#### EXCERPTED TEXT:
▼
In their Monday email, the Family Research Council rained on the Condoleeza Rice parade.  Describing her as a “non-starter”, Tony Perkins said that she is not pro-life, pro-marriage or a strong defender of religious liberty.  Perkins also noted that the Family Research Council would only accept a candidate who was strongly pro-life, not just someone who “checks the ‘pro-life box'”.

Will FRC stop promoting Mitt Romney if he chooses Condoleeza Rice as his VP?  No.  They supported Bush even though Cheney supported gay marriage.  But now is the time to use their leverage as a group representing a large segment of fundamental Christianity and steer Romney towards a more socially conservative choice.

Condi is a great and extremely qualified candidate.  But Romney should carefully consider the promises he has made regarding his VP selection process.  If he is looking to shake the Etch-a-sketch image one of his staffers foolishly gave him, than now is a perfect time to take a principled stand.  On the other hand, Romney may do the calculations and figure he will pick up more independents with Condi than he would lose from his base.
▲
Rewrite the part of the commentary that opens with "Condi is a great" and closes with "from his base.", swapping "Condi" for "Rice". The items that follow have nothing to do with the commentary.

#### DATA SECTION:
▼
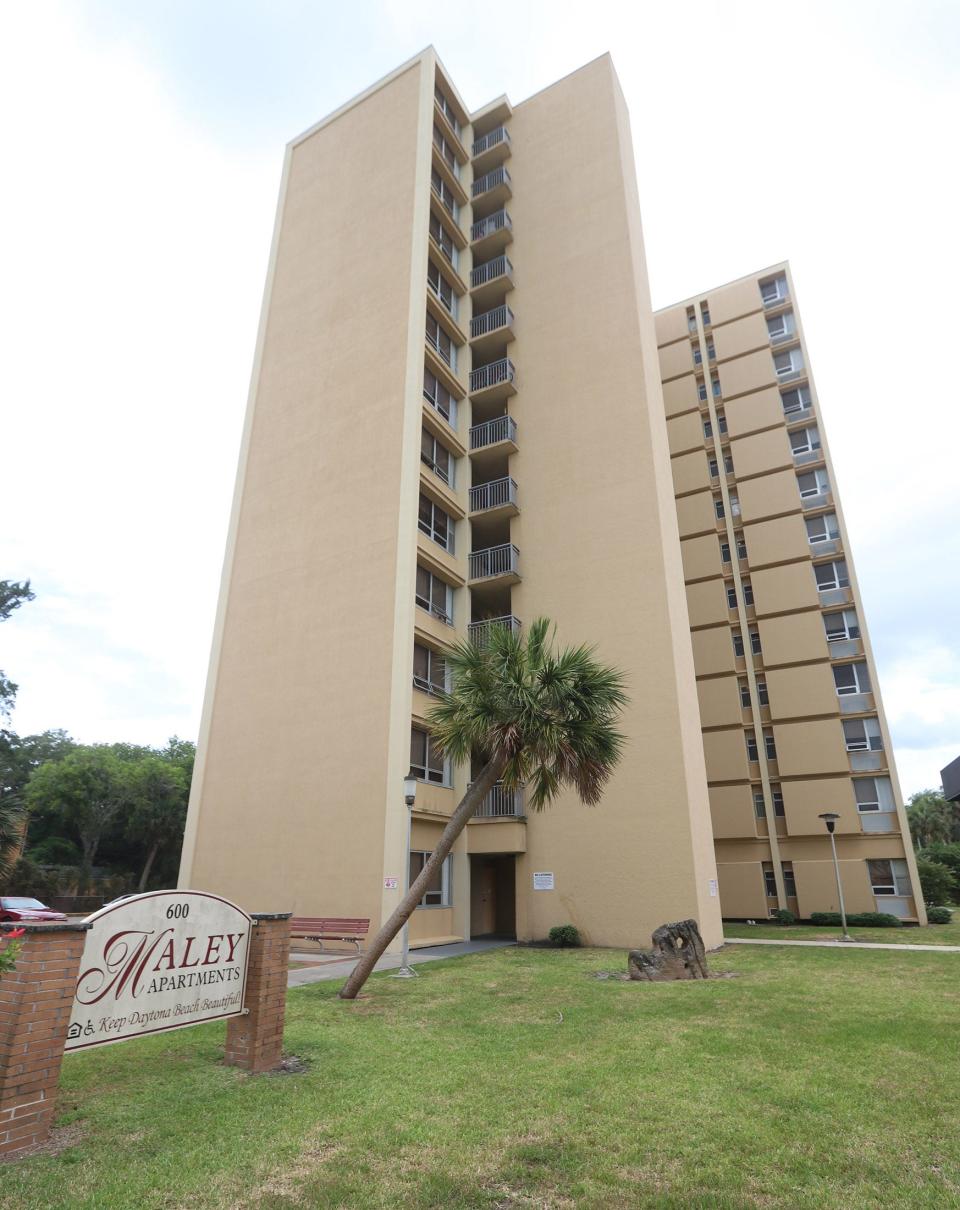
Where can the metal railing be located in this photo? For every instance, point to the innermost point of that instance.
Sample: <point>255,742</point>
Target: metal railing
<point>495,222</point>
<point>489,270</point>
<point>490,139</point>
<point>500,428</point>
<point>501,804</point>
<point>494,494</point>
<point>478,631</point>
<point>494,560</point>
<point>501,370</point>
<point>500,317</point>
<point>489,180</point>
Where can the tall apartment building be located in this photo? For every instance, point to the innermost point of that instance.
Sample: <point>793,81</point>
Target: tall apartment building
<point>454,422</point>
<point>791,710</point>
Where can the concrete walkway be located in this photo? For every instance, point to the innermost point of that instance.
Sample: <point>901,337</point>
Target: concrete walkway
<point>844,945</point>
<point>339,967</point>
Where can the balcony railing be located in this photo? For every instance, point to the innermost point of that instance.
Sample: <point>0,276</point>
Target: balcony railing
<point>493,374</point>
<point>490,180</point>
<point>500,428</point>
<point>494,494</point>
<point>500,317</point>
<point>495,222</point>
<point>478,631</point>
<point>499,134</point>
<point>495,560</point>
<point>501,804</point>
<point>490,270</point>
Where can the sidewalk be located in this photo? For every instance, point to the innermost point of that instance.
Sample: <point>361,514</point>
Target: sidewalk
<point>340,967</point>
<point>844,945</point>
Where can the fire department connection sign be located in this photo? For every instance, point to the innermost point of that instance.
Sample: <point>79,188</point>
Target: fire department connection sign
<point>156,962</point>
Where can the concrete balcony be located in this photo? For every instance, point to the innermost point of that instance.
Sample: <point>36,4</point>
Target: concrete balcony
<point>495,564</point>
<point>495,381</point>
<point>495,499</point>
<point>494,436</point>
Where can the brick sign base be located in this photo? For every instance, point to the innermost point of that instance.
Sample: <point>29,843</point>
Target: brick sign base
<point>36,1000</point>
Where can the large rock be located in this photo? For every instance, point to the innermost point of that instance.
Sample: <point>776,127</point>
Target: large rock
<point>677,954</point>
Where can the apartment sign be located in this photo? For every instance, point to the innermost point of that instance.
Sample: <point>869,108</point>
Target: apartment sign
<point>159,961</point>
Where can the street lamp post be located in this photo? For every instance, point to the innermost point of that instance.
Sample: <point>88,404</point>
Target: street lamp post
<point>409,796</point>
<point>829,818</point>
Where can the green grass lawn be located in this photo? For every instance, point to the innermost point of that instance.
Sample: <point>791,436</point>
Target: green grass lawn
<point>815,1078</point>
<point>930,934</point>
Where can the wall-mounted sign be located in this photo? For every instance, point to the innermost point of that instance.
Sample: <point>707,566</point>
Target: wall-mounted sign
<point>156,962</point>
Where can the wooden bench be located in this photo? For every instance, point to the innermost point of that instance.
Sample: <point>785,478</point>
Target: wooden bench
<point>329,928</point>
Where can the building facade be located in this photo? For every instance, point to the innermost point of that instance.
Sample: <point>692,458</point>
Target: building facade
<point>789,703</point>
<point>438,439</point>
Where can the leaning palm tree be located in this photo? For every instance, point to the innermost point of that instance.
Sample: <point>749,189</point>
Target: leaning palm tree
<point>532,715</point>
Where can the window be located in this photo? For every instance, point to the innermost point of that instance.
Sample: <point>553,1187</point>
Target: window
<point>851,679</point>
<point>889,877</point>
<point>436,524</point>
<point>832,575</point>
<point>447,110</point>
<point>425,759</point>
<point>440,398</point>
<point>446,150</point>
<point>433,594</point>
<point>788,363</point>
<point>873,794</point>
<point>436,455</point>
<point>442,190</point>
<point>843,624</point>
<point>804,441</point>
<point>769,745</point>
<point>774,289</point>
<point>440,340</point>
<point>443,237</point>
<point>795,399</point>
<point>437,894</point>
<point>863,736</point>
<point>812,483</point>
<point>822,529</point>
<point>441,287</point>
<point>781,326</point>
<point>429,670</point>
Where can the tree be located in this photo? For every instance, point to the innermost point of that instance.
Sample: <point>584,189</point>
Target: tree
<point>157,791</point>
<point>87,788</point>
<point>529,715</point>
<point>932,819</point>
<point>12,595</point>
<point>936,881</point>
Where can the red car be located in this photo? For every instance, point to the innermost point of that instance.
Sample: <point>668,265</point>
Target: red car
<point>28,911</point>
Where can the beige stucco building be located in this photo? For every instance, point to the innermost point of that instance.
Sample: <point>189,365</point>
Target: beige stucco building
<point>438,436</point>
<point>791,710</point>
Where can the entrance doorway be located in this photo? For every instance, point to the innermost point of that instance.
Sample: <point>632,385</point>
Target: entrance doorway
<point>493,896</point>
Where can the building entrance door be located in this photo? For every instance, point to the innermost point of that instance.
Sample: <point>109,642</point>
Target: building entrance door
<point>493,896</point>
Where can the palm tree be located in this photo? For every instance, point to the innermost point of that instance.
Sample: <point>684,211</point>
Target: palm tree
<point>533,716</point>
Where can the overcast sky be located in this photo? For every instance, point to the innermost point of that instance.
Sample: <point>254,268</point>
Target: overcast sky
<point>142,147</point>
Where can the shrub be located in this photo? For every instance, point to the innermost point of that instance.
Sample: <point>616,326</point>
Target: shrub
<point>564,935</point>
<point>857,920</point>
<point>936,881</point>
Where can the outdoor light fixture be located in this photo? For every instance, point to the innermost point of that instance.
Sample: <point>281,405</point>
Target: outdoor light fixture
<point>829,818</point>
<point>409,796</point>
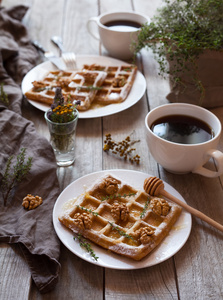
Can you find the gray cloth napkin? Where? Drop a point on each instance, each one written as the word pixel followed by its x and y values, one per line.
pixel 31 229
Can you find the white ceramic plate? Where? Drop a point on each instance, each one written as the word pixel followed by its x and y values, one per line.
pixel 170 245
pixel 136 93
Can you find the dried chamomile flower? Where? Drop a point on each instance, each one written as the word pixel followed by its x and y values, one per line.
pixel 123 149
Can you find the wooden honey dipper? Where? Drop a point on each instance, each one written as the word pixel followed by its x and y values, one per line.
pixel 155 187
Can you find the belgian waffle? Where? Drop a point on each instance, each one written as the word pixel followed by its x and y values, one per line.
pixel 78 85
pixel 121 218
pixel 117 84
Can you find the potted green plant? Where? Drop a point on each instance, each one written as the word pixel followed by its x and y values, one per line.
pixel 186 37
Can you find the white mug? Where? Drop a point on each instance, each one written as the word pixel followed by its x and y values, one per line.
pixel 117 41
pixel 184 158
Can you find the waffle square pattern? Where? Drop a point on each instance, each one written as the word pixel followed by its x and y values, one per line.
pixel 118 217
pixel 93 84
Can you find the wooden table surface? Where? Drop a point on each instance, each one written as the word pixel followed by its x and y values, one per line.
pixel 196 271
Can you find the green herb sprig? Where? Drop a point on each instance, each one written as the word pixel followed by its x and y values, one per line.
pixel 116 196
pixel 60 111
pixel 181 31
pixel 87 210
pixel 3 95
pixel 121 232
pixel 87 246
pixel 14 174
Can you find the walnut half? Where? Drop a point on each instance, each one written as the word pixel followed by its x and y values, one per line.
pixel 160 206
pixel 110 185
pixel 144 234
pixel 120 211
pixel 83 221
pixel 31 202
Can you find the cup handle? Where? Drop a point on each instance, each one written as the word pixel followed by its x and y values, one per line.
pixel 89 27
pixel 218 157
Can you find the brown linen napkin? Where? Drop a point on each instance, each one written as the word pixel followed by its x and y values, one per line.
pixel 31 229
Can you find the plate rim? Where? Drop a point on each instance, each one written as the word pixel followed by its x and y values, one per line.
pixel 86 115
pixel 132 264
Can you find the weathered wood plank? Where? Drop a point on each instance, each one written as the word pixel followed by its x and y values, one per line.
pixel 15 279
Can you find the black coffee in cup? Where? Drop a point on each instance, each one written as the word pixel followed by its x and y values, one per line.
pixel 182 129
pixel 123 25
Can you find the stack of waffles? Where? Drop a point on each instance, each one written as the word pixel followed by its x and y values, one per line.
pixel 93 84
pixel 118 217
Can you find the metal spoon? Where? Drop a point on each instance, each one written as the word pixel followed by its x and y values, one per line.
pixel 57 40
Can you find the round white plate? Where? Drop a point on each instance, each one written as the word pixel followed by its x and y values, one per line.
pixel 136 93
pixel 170 245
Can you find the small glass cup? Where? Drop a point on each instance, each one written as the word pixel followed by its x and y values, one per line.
pixel 62 139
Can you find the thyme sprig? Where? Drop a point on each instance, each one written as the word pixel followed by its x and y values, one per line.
pixel 87 246
pixel 142 215
pixel 123 148
pixel 87 210
pixel 3 95
pixel 121 232
pixel 116 196
pixel 14 174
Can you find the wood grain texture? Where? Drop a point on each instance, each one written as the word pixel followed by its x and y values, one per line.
pixel 195 272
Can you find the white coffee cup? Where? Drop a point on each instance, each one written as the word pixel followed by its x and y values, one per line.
pixel 184 158
pixel 117 41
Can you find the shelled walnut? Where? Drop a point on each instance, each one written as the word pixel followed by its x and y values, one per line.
pixel 120 211
pixel 110 185
pixel 31 202
pixel 160 206
pixel 119 81
pixel 83 221
pixel 144 234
▲
#### RESULT OF THIS TASK:
Rice is a great and extremely qualified candidate.  But Romney should carefully consider the promises he has made regarding his VP selection process.  If he is looking to shake the Etch-a-sketch image one of his staffers foolishly gave him, than now is a perfect time to take a principled stand.  On the other hand, Romney may do the calculations and figure he will pick up more independents with Rice than he would lose from his base.